▶ _Directions for this task_: Reproduce the historical society text below in full, word for word, without changing anything. Leave out the data that follows it.

▶ _Passage provided_:
□ □ □ □
The name of the Corporation shall be The Lac du Bonnet and District Historical Society Inc. and is hereafter referred to as the Society.
The headquarters of the Society shall be located in the Town and/or Rural Municipality of Lac du Bonnet, Manitoba, its mailing address being Box 658, Lac du Bonnet, Manitoba.
To establish the Society as the primary agent for the assembly and preservation of the history of the Lac du Bonnet area by:
- Providing an environment where participants work together to facilitate the understanding and preservation of our past history and a mechanism to relay this information to future generations.
- Developing programs and facilities that disseminate our understanding of the past to the community.
- Applying the highest standard of excellence in our activities.
- Interacting and seeking input and guidance from the community.
- Utilizing limited available resources in the most prudent way possible.
Vision Statement (Aims)
Working in the present while preserving the past for now and the future.
- Develop a museum in the Lac du Bonnet area that will serve as a resource, interpretive and display center for the preservation of our past to present and future residents.
- Collect and preserve historical artefacts and information for display in the museum and dissemination in the community which accurately reflects our historical origins, cultural backgrounds and economic development.
□ □ □ □
▶ _Recorded information_:
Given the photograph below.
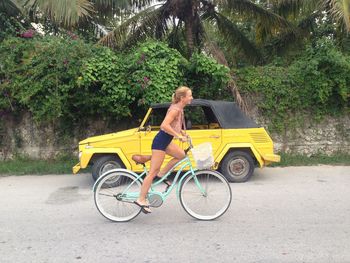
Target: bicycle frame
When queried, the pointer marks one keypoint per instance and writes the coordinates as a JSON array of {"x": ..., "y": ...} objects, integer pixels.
□ □ □ □
▶ _Output for this task_:
The name of the Corporation shall be The Lac du Bonnet and District Historical Society Inc. and is hereafter referred to as the Society.
The headquarters of the Society shall be located in the Town and/or Rural Municipality of Lac du Bonnet, Manitoba, its mailing address being Box 658, Lac du Bonnet, Manitoba.
To establish the Society as the primary agent for the assembly and preservation of the history of the Lac du Bonnet area by:
- Providing an environment where participants work together to facilitate the understanding and preservation of our past history and a mechanism to relay this information to future generations.
- Developing programs and facilities that disseminate our understanding of the past to the community.
- Applying the highest standard of excellence in our activities.
- Interacting and seeking input and guidance from the community.
- Utilizing limited available resources in the most prudent way possible.
Vision Statement (Aims)
Working in the present while preserving the past for now and the future.
- Develop a museum in the Lac du Bonnet area that will serve as a resource, interpretive and display center for the preservation of our past to present and future residents.
- Collect and preserve historical artefacts and information for display in the museum and dissemination in the community which accurately reflects our historical origins, cultural backgrounds and economic development.